Michael Steele

Tax Day Tea Parties Are Not GOP Sponsored or Funded

Posted by E!! on April 13, 2009
Tax Day Tea Party / No Comments

Not sure if you’ve heard that Tax Day Tea Party organizer and DontGo Movement leader Eric Odom said “thanks, but no thanks” to RNC chair Michael Steele’s request to speak at the Chicago Tea Party event?  Instead, Eric invited chairman Steele to come and mingle and LISTEN.  Which I thought was well-played and a great idea.

Now it seems the grassroots Tea Party effort is being portrayed as a project of the GOP.  Here is Eric’s response - which, as a volunteer Tea Party organizer here in NV, and an associate and friend of Eric’s, I can verify as true and genuine:

#dontgo Movement

Is the Tea Party tied to the GOP?

Posted: 10 Apr 2009 11:43 AM PDT

Of course not.

In fact, that couldn’t be further from the truth. The reality is, the RNC has been about as effective as a lead balloon in actually engaging the free-market minded grassroots with regards to political action. The RNC, as well as all but two Republican members of Congress, have been eerily silent over the past few weeks.

_Dataset extract_.
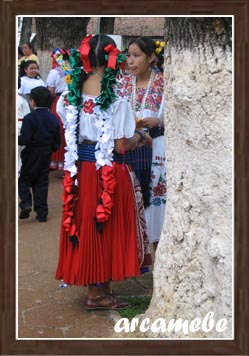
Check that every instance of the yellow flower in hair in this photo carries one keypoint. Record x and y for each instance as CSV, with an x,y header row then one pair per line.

_Set exercise_.
Transcribe the blog post about the Tea Party from "Now it seems" up to and including "to the GOP?". The material has nothing to do with the blog post about the Tea Party.

_Result of this task_.
Now it seems the grassroots Tea Party effort is being portrayed as a project of the GOP.  Here is Eric’s response - which, as a volunteer Tea Party organizer here in NV, and an associate and friend of Eric’s, I can verify as true and genuine:

#dontgo Movement

Is the Tea Party tied to the GOP?